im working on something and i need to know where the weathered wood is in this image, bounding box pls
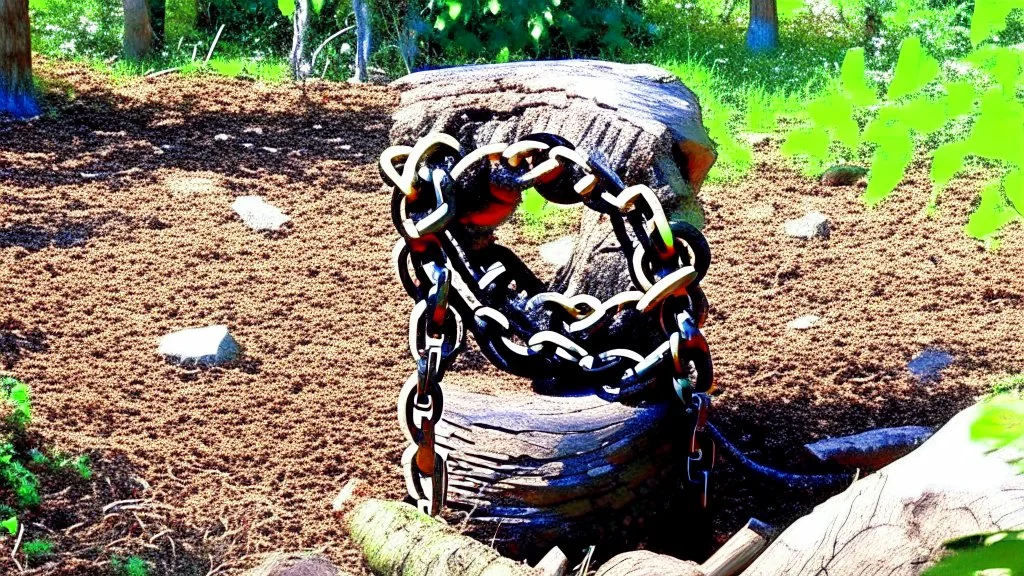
[337,484,544,576]
[741,403,1024,576]
[593,519,771,576]
[803,425,934,470]
[390,60,717,300]
[438,389,687,554]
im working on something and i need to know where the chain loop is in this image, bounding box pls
[383,134,719,516]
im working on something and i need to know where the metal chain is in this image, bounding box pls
[382,132,718,515]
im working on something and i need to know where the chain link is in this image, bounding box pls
[381,133,718,515]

· · · · ·

WHAT IS EXPECTED:
In the listing above, find the line containing "link is in this image, bounding box pls" and please quote exactly that line through the last one, and no other lines.

WRITTEN RESPONSE:
im working on something and i need to know where the chain link is in this image, bounding box pls
[381,133,718,515]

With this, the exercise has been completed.